**Work item:**
Give the number of lines in these entries that contain "clump", and nothing more.

• • • • • • •

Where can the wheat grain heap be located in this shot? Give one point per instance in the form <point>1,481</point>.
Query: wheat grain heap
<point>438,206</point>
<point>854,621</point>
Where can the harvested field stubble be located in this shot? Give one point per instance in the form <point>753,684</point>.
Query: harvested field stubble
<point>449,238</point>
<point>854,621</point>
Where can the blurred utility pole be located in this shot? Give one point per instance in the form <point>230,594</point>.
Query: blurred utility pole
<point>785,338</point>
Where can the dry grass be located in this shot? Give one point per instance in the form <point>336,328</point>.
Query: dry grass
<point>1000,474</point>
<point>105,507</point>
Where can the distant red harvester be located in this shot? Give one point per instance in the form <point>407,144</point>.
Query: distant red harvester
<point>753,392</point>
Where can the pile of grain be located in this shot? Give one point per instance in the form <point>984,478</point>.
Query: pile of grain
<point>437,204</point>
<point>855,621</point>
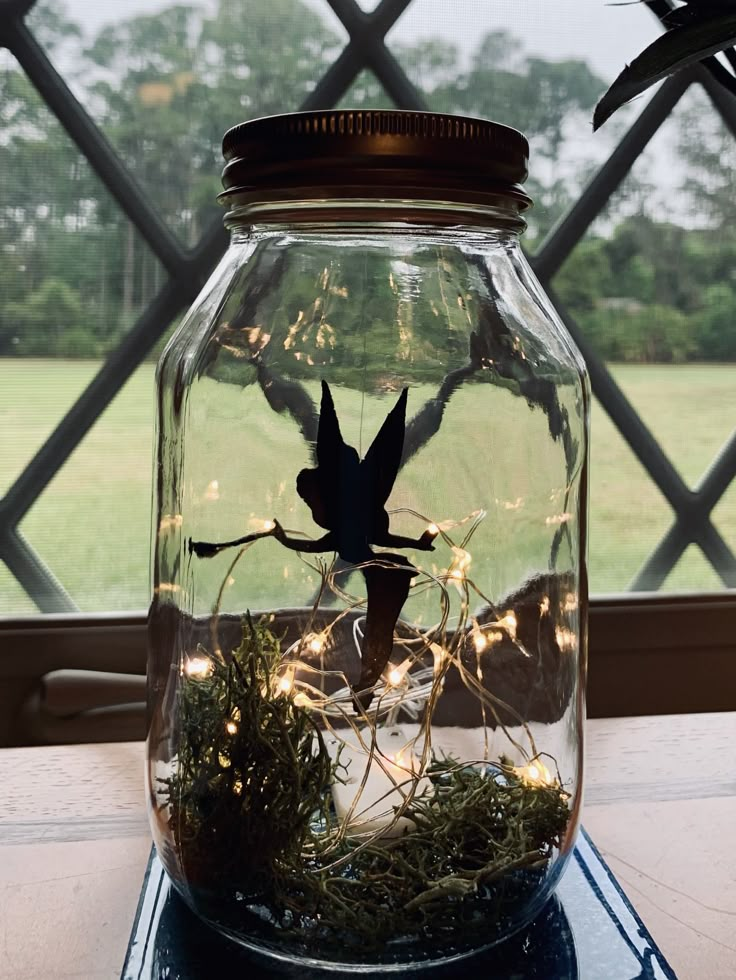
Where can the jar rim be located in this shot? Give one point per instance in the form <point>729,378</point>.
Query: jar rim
<point>358,153</point>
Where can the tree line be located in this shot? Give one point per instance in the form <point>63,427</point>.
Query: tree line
<point>164,88</point>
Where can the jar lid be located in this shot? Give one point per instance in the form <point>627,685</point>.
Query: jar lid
<point>375,153</point>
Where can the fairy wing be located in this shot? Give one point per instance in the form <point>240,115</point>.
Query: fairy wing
<point>380,466</point>
<point>326,489</point>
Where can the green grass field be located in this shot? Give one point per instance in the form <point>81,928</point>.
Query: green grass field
<point>92,523</point>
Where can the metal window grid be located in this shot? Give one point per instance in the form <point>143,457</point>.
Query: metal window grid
<point>187,269</point>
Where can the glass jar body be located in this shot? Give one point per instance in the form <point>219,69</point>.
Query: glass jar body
<point>368,629</point>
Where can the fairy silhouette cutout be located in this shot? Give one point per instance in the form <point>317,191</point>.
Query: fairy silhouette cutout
<point>347,497</point>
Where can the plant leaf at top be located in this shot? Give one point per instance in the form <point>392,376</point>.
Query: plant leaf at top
<point>678,48</point>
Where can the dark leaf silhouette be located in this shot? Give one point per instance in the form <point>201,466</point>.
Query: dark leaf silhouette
<point>699,31</point>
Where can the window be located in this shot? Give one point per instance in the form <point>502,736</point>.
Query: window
<point>111,117</point>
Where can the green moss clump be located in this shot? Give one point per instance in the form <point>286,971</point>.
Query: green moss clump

• • • • • • •

**Exercise solution:**
2